___ DOCUMENT ___

(November 13, 2013) — The Wyoming Retirement System (WRS) has appointed Sam Masoudi as its new CIO, replacing John Johnson who pleaded guilty to insider trading earlier this year.
Masoudi, formerly a managing director of Tulane University’s endowment, will begin running the $7 billion pension plan—which is responsible for approximately 65,000 participants—from December 3.
“With Sam’s diverse investment background, he will provide excellent leadership to the investment management team,” said Ruth Ryerson, executive director of WRS.
Masoudi has previously served as a portfolio manager and founder of investment fund Silver Peak Capital Management, director at private equity firm Veronis, Suhler & Associates, and assistant vice president at real estate investment banking group Kidder Peabody and PaineWebber.
The new CIO will inherit a 78.6% funded defined benefit plan with total unfunded liabilities of $1.5 billion.
His predecessor Johnson pleaded guilty to illicit trading in March for activities in 2008—two years prior to joining WRS—and was dismissed from the pension fund within a week.
The Securities and Exchange Commission revealed Johnson had gained $136,000 from the illegal trades.

___ DATA BLOCK ___

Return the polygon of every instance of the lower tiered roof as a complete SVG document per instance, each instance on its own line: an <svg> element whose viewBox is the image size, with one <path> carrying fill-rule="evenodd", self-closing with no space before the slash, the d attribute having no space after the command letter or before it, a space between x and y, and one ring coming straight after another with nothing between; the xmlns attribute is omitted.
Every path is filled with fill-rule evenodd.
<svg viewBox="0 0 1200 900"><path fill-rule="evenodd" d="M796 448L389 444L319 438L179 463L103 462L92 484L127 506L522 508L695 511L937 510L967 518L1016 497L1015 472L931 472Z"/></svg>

___

▸ **TASKS AND EXERCISES**:
**a.** Write out the stretch of the Wyoming pension article from "His predecessor Johnson" through "the illegal trades." word for word.
**b.** Pick up the Wyoming pension article after its last sentence and keep writing it.

▸ **WRITTEN RESPONSES**:
**a.**
His predecessor Johnson pleaded guilty to illicit trading in March for activities in 2008—two years prior to joining WRS—and was dismissed from the pension fund within a week.
The Securities and Exchange Commission revealed Johnson had gained $136,000 from the illegal trades.

**b.**
Prior to the financial scandal, Johnson told aiCIO in 2012 he was concerned with the impact market volatility would have on his fund: “The volatility being presented in the market due largely to sovereign debt issues pervading the investment environment is out of our control.”
To provide cushion against such unforeseeable instability, Johnson said he had turned to fixed income—at the expense of WRS’ equity portfolio.
Masoudi will also face recent changes in state policy requiring public employees to contribute more to their retirement.
Under the 2013 law, the employee contribution rate has increased from 7% to 7.5% in October. The employer contribution is also expected to rise in 2014, from 7.12% to 7.62%.
These changes will help put the pension fund back on track, according to Ryerson. “It doesn’t look as healthy as it did last year, but that’s due to the change in assumptions,” she said.
WRS reduced its actuarial-assumed return from 8% to 7.74%, due to increasing longevity.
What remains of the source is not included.